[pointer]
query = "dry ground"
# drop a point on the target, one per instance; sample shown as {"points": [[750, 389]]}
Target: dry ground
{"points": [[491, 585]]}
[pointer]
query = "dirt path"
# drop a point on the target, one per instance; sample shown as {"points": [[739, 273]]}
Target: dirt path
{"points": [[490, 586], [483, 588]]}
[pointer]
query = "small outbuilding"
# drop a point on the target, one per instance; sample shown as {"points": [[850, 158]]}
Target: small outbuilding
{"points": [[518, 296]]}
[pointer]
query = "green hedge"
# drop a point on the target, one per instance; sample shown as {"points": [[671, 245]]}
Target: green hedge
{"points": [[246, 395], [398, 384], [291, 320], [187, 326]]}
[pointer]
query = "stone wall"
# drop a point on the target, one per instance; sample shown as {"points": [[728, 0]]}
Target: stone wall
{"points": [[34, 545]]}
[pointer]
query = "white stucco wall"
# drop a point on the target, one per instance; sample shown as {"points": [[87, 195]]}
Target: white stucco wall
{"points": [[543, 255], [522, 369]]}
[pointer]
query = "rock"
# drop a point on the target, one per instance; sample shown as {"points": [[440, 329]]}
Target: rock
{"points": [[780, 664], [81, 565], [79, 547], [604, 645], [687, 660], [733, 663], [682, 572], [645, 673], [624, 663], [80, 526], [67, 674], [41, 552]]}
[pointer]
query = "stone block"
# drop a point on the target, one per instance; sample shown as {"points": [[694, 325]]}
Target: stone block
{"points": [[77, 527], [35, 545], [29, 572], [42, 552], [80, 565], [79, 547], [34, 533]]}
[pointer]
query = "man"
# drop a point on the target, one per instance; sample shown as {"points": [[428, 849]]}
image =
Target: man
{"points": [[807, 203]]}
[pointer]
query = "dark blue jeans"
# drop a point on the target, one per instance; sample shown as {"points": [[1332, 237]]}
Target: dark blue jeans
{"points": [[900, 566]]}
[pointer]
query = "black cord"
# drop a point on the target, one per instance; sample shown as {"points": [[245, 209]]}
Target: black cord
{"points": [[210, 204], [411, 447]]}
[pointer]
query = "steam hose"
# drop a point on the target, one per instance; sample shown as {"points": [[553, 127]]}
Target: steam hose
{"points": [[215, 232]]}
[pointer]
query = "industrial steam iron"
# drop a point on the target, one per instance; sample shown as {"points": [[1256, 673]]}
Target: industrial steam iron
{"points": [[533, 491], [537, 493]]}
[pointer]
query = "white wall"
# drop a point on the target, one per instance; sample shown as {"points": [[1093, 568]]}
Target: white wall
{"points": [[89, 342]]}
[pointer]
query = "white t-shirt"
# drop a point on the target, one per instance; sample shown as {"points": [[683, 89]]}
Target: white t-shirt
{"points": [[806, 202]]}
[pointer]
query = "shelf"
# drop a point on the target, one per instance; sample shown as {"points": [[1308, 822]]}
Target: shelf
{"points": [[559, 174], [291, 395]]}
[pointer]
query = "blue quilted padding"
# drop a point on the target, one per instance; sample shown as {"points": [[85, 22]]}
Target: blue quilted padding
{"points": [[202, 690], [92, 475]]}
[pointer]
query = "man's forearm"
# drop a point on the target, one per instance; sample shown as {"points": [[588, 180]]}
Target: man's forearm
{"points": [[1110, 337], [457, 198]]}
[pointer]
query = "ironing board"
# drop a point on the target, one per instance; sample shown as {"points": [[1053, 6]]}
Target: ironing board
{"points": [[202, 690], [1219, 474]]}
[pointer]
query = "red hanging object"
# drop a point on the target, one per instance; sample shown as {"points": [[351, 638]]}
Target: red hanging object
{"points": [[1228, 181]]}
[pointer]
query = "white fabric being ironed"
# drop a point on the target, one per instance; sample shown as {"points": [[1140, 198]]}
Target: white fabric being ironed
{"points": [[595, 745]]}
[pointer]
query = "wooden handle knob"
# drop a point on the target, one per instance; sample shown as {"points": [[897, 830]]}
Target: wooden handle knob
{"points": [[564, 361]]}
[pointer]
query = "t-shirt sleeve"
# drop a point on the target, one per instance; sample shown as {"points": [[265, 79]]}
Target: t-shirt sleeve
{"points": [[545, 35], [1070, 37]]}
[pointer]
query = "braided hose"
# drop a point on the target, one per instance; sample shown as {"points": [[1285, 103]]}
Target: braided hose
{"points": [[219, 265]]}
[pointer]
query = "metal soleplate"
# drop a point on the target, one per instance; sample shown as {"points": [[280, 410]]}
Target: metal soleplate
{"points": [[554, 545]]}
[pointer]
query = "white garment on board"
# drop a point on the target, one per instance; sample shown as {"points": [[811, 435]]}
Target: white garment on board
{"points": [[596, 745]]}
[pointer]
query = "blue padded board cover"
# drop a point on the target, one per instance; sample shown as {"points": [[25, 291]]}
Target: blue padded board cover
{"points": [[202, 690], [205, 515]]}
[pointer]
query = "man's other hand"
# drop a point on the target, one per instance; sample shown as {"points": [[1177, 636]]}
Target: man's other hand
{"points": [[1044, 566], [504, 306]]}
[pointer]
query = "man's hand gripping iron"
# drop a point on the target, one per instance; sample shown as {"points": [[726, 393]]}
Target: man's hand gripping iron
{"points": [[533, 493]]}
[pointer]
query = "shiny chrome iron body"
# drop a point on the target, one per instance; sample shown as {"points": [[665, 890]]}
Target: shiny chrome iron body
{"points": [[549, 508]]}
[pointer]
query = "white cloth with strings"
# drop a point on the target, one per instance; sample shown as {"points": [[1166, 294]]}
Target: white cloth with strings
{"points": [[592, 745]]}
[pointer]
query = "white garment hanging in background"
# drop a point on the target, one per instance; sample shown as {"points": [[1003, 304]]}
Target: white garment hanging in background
::::::
Each record, from first to last, should be returned verbatim.

* **Solution to the problem**
[pointer]
query = "dry ground"
# drop a point on the target, one per instance; sample shown as {"points": [[750, 389]]}
Target: dry ground
{"points": [[491, 585]]}
[pointer]
query = "dirt path"
# drop a point on the target, one per instance; sample shown as {"points": [[739, 273]]}
Target: dirt path
{"points": [[490, 586], [483, 588]]}
[pointer]
query = "small outbuilding"
# drop a point on the target, one per instance; sample shown as {"points": [[850, 158]]}
Target: small outbuilding
{"points": [[518, 296]]}
[pointer]
query = "green hedge"
# drop a point on the target, one per instance; sample shown as {"points": [[671, 245]]}
Target: green hedge
{"points": [[246, 395], [398, 384], [291, 320], [187, 326]]}
[pointer]
query = "stone wall"
# drop a point on the target, one per instance; sample shown as {"points": [[728, 0]]}
Target: stone wall
{"points": [[34, 545]]}
[pointer]
query = "white stucco wall"
# drop a point on the target, one per instance; sample shown as {"points": [[87, 195]]}
Target: white stucco wall
{"points": [[543, 255], [522, 369]]}
[pointer]
query = "rock"
# drop a point on the target, one per instance; sample shown as {"points": [[440, 329]]}
Target: rock
{"points": [[780, 664], [81, 565], [79, 547], [604, 645], [687, 660], [733, 663], [682, 572], [645, 673], [624, 663], [80, 526], [67, 674], [41, 552]]}
[pointer]
query = "stone block"
# drop a point on the target, one per instance; sample shown as {"points": [[694, 325]]}
Target: stone block
{"points": [[77, 527], [35, 545], [29, 572], [42, 552], [80, 565], [79, 547], [34, 533]]}
[pointer]
query = "man"
# drop a point on the target, one per instance; sample shown as {"points": [[428, 849]]}
image =
Target: man
{"points": [[807, 203]]}
[pointer]
query = "dark blue jeans"
# drop a point on the target, one per instance; sample shown as {"points": [[1332, 237]]}
Target: dark blue jeans
{"points": [[900, 566]]}
[pointer]
query = "black cord"
# drop a point on the target, one per instance; sample shown as {"points": [[245, 209]]}
Target: black cord
{"points": [[210, 204], [411, 447]]}
[pointer]
query = "steam hose"
# drop a point on the target, one per instance; sample shown as {"points": [[553, 127]]}
Target: steam hose
{"points": [[215, 232]]}
[pointer]
query = "industrial steam iron"
# drop a point on the target, one per instance; sample shown as {"points": [[1256, 673]]}
Target: industrial steam iron
{"points": [[533, 491], [537, 493]]}
[pointer]
query = "white wall"
# drop a point on the target, one per instance; sample shown as {"points": [[1093, 568]]}
Target: white wall
{"points": [[89, 342]]}
[pointer]
query = "white t-shirt"
# drop a point on the target, one per instance; sample shown as {"points": [[683, 89]]}
Target: white t-shirt
{"points": [[806, 202]]}
[pointer]
query = "shelf"
# drop a point on the target, one per instance; sample shown as {"points": [[1308, 822]]}
Target: shelf
{"points": [[559, 174], [291, 395]]}
[pointer]
query = "blue quilted padding"
# drop a point on the target, one per instance; sample shown as {"points": [[85, 22]]}
Target: blue quilted padding
{"points": [[202, 690], [92, 475]]}
[pointer]
query = "man's forearm"
# drop a point on the target, one per instance; sample shown as {"points": [[588, 180]]}
Target: man's forearm
{"points": [[1110, 337], [457, 198]]}
[pointer]
query = "ironing board"
# drop a point on the target, one per instance; sample shown as {"points": [[1053, 6]]}
Target: ironing board
{"points": [[202, 690], [1219, 474]]}
[pointer]
query = "red hanging object"
# drop a point on the target, one per instance; sample shown as {"points": [[351, 638]]}
Target: red hanging object
{"points": [[1228, 181]]}
[pointer]
query = "white fabric being ironed"
# drop a point on the target, one per instance; sample shown as {"points": [[1140, 198]]}
Target: white fabric being ironed
{"points": [[595, 745]]}
[pointer]
query = "wooden handle knob"
# drop a point on the target, one per instance; sample shown as {"points": [[897, 830]]}
Target: wooden handle knob
{"points": [[564, 361]]}
[pointer]
query = "t-shirt sleeve"
# drop a point on the target, one per instance; sample shown as {"points": [[265, 79]]}
Target: t-shirt sleeve
{"points": [[545, 35], [1070, 37]]}
[pointer]
query = "braided hose"
# drop a point on the target, one per instance; sample shown as {"points": [[1285, 103]]}
Target: braided hose
{"points": [[219, 265]]}
[pointer]
query = "metal soleplate"
# drop a point on the target, one per instance; sample shown as {"points": [[280, 410]]}
Target: metal soleplate
{"points": [[554, 545]]}
[pointer]
query = "white garment on board"
# drop a point on the target, one per instance; sample shown as {"points": [[811, 435]]}
Target: white garment on board
{"points": [[596, 745]]}
[pointer]
query = "blue padded board cover"
# drop a point on the target, one per instance; sample shown as {"points": [[25, 291]]}
Target: blue padded board cover
{"points": [[202, 690], [205, 515]]}
[pointer]
query = "man's other hand"
# drop a point on the target, one per instance; sample shown as {"points": [[1177, 636]]}
Target: man's other hand
{"points": [[1044, 566], [504, 306]]}
[pointer]
query = "man's hand gripping iron"
# drop a point on the target, one per instance; sample shown as {"points": [[726, 393]]}
Target: man's hand gripping iron
{"points": [[533, 493]]}
[pointer]
query = "shiny chrome iron body"
# drop a point on the target, one per instance; sample shown as {"points": [[665, 890]]}
Target: shiny chrome iron body
{"points": [[549, 508]]}
[pointer]
query = "white cloth with strings"
# drop a point on the target, one per instance; sample shown as {"points": [[1166, 294]]}
Target: white cloth with strings
{"points": [[592, 745]]}
[pointer]
query = "white garment hanging in background"
# drop a point on the target, one per instance; sample shown as {"points": [[1003, 304]]}
Target: white garment hanging in background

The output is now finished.